-- DATA EXCERPTS follows --
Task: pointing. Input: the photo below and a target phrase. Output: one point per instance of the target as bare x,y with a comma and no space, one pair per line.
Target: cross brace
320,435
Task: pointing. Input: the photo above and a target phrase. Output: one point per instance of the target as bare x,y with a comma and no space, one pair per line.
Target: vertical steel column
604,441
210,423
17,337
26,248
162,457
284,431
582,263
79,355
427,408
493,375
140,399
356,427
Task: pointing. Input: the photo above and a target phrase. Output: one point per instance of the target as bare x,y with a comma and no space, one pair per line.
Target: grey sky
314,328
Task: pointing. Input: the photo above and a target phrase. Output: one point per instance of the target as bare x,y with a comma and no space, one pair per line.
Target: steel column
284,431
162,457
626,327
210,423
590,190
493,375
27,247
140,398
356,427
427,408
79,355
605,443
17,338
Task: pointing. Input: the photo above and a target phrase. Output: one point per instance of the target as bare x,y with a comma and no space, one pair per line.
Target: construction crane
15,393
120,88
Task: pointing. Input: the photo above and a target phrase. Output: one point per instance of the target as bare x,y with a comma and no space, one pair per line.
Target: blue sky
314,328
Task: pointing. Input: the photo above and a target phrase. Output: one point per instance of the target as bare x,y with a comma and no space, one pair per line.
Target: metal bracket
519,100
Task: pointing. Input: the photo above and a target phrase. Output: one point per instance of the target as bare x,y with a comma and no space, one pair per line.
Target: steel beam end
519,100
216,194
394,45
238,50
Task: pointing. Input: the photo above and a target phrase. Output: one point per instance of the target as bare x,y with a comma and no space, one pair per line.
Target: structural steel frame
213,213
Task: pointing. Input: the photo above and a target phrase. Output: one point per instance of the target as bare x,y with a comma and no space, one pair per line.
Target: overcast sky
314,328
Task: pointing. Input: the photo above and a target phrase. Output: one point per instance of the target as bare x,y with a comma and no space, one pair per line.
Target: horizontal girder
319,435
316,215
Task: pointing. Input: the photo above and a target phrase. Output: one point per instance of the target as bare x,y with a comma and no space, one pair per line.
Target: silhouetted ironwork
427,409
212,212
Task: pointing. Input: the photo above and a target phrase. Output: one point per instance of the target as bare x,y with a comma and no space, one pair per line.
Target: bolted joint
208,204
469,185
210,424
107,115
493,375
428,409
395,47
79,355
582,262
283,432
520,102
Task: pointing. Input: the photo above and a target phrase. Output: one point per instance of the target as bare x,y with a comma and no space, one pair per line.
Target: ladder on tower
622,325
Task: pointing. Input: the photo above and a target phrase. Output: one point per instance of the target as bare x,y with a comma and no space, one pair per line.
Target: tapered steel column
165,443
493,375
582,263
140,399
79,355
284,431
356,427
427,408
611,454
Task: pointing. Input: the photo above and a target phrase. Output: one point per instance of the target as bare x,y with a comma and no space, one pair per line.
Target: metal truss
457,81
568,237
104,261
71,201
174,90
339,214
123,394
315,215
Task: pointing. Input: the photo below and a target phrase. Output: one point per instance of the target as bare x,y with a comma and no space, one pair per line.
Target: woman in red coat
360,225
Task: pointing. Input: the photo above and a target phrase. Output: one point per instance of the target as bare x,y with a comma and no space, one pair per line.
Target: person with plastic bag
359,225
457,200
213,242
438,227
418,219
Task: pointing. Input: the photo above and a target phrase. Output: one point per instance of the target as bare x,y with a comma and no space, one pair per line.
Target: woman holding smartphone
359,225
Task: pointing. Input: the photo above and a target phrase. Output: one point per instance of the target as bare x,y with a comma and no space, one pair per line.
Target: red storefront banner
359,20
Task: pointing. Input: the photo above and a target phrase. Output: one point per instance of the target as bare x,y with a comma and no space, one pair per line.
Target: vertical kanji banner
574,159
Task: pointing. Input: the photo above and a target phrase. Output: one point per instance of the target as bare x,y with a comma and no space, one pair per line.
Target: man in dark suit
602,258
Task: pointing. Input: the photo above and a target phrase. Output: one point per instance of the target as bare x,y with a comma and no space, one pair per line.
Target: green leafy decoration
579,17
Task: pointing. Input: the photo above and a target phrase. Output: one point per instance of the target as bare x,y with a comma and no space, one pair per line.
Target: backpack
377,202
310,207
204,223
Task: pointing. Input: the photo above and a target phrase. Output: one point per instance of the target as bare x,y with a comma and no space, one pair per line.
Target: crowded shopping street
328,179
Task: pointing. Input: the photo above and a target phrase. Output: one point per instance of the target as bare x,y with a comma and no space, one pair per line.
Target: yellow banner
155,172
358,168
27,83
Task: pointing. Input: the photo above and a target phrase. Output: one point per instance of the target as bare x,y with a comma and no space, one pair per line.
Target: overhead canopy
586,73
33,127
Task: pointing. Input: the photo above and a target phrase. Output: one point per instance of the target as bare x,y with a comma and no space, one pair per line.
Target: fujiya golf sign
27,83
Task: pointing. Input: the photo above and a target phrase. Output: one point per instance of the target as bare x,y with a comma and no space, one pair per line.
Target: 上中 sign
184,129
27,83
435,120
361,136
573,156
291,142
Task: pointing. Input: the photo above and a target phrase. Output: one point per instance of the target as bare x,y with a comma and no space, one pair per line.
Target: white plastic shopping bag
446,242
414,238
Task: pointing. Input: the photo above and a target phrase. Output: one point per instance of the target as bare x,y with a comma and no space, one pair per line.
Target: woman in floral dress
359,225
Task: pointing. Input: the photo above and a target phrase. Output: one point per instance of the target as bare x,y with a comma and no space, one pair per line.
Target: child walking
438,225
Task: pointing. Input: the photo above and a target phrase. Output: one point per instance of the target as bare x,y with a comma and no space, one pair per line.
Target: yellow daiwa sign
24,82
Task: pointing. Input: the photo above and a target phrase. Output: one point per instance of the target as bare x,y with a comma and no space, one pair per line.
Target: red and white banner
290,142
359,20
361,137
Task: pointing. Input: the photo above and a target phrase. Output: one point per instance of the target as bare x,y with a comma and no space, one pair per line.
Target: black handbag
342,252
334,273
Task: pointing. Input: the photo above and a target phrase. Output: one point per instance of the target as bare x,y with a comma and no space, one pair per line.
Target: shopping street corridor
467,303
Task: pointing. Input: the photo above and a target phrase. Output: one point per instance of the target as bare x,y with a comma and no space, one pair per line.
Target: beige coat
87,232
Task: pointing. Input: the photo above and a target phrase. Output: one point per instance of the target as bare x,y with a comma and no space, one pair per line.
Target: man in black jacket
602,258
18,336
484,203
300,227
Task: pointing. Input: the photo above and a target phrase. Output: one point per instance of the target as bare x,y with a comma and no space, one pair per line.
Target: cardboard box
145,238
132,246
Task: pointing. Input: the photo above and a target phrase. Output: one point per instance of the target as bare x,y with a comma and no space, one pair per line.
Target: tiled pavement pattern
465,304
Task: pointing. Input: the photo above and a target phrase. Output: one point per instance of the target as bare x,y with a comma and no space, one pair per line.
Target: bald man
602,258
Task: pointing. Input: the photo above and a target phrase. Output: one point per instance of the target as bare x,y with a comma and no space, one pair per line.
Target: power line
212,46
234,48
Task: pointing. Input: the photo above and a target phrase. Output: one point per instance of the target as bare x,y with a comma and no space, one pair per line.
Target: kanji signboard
-- DATA EXCERPTS concluded --
• REQUIRED WORK
Each line from the one with "Target: power line" through the end of the records above should be written out exactly. No other line should appear.

• ANSWER
Target: power line
212,46
234,48
Task: pointing. Input: the photo above and a target phrase. Output: one point per instance of the target as bare x,y with a comma and no space, one pair per line.
Target: kanji signboard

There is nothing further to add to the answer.